DATA IN THIS EXERCISE:
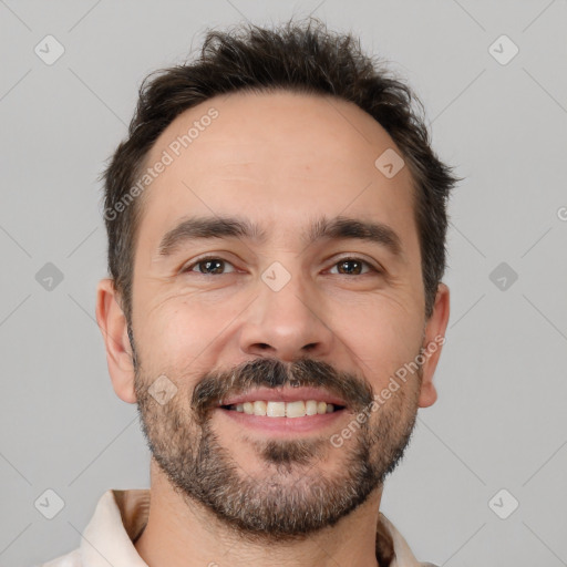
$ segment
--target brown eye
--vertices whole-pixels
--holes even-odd
[[[206,258],[199,258],[198,260],[189,264],[182,271],[184,272],[195,272],[202,274],[204,276],[216,276],[229,272],[224,272],[225,266],[233,266],[229,261],[224,260],[223,258],[217,258],[216,256],[208,256]],[[197,267],[198,270],[194,270],[193,268]],[[234,271],[234,270],[231,270]]]
[[[370,262],[361,260],[360,258],[342,258],[337,264],[333,265],[339,267],[340,276],[362,276],[363,266],[370,268],[364,274],[369,271],[379,272],[377,268],[370,265]]]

WHAT THE TASK ASKS: Copy every line of the records above word for word, omitting the pictures.

OUTPUT:
$ segment
--target brown eye
--vertices whole-pixels
--holes even-odd
[[[206,258],[199,258],[198,260],[189,264],[182,271],[184,272],[195,272],[202,274],[204,276],[216,276],[229,272],[224,272],[225,266],[233,266],[229,261],[224,260],[223,258],[217,258],[216,256],[208,256]],[[197,267],[198,270],[194,270],[193,268]],[[234,271],[234,270],[231,270]]]
[[[370,262],[361,260],[360,258],[342,258],[337,264],[333,265],[339,267],[340,276],[362,276],[363,266],[370,268],[364,274],[369,271],[379,272],[377,268],[370,265]]]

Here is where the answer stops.